→ **REQUIRED WORK**
In the passage on affective citizenship below, which show by the Belarus Free Theatre is mentioned, and where is it playing?

→ **EXTRACT**
>>

To evoke an affect citizenship that affirms the ephemeral, the wondrous, and the strange, then is not a de facto call for discomfort, but rather, a call to engage in practices of intimate publicity that challenge given distributions of comfort and belonging that push already marginalized populations to the margins. It also raises a call to be skeptical (and this is symptomatic in my own work) of romanticizing the city as the ideal site of politics, a claim that elides the fact that processes of urbanization continually erase and do violence to non-urban lanscapes, violence that continues to wreak havoc on rural and indigenous populations, dramatically performed in the current show “Red Forest” by the Belarus Free Theatre at the Young Vic (which is complicated, aesthetically and politically, and subject for a much longer essay). So it is with these thoughts in mind that I continue thinking about affective citizenship, comfort, discomfort, and precarity. It is also a reminder that narratives of density and emptiness, urban and rural, can bleed into one another: in the same way that a freight train graffitied in central Berlin makes its way to rural Germany, and vice versa, narratives of quiet, non-anonymity, and the agrarian can take place in intensely urban settings (notably, interviewing Balu, a co-organizer for MOS Germany, he discussed at length the beauty of the Walle(spelling unsure) region of Germany, where he lives in a village of 78; knows the cows that make his milk; appreciates the total darkness of the night; and receives intense feedback and cake from elderly neighbors about the little wall he paints in the public square).

<<

→ **RECORDED INFORMATION**
>>

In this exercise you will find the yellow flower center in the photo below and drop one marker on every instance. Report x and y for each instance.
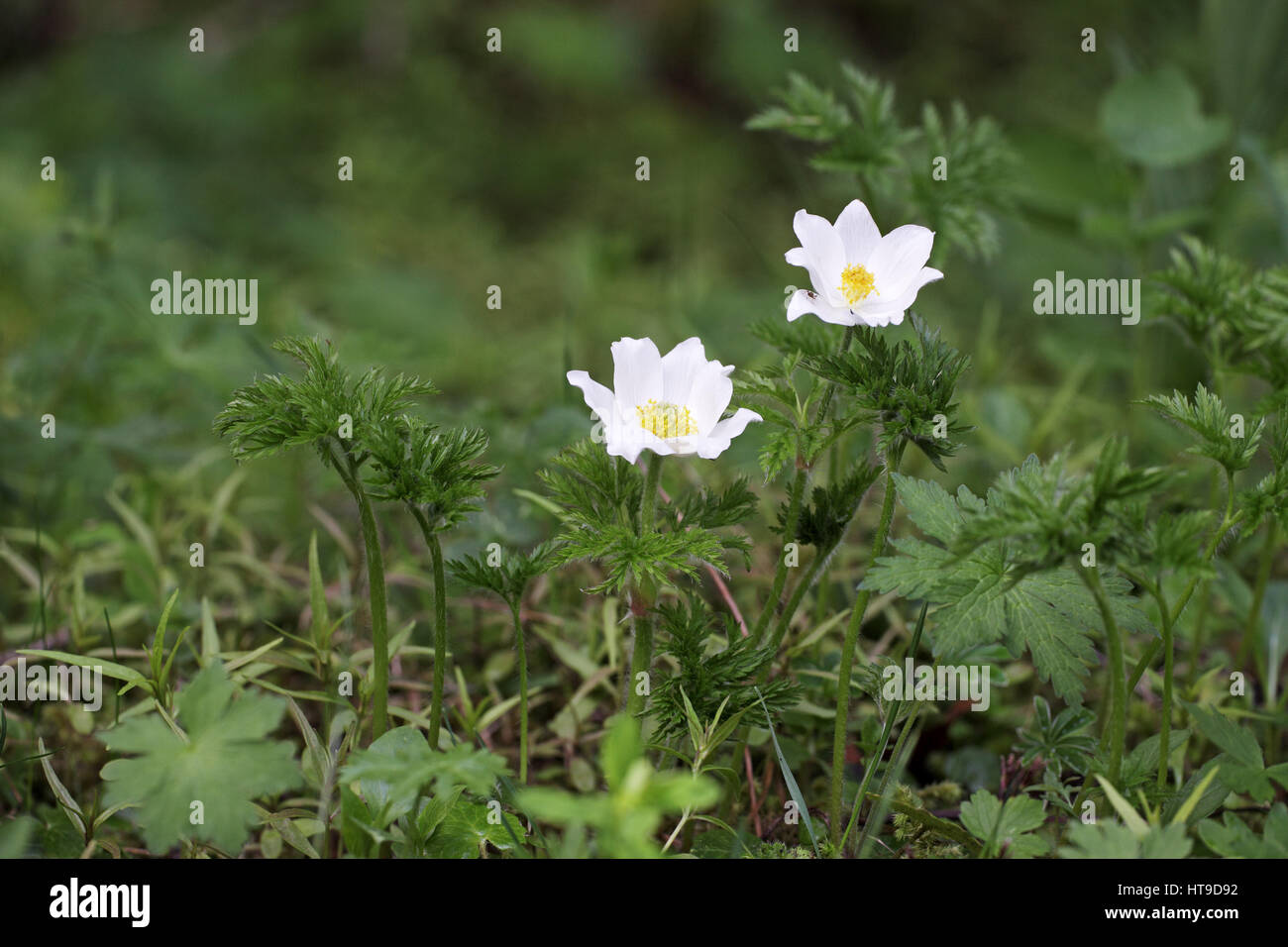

<<

→ **WORKED SOLUTION**
"Red Forest," at the Young Vic.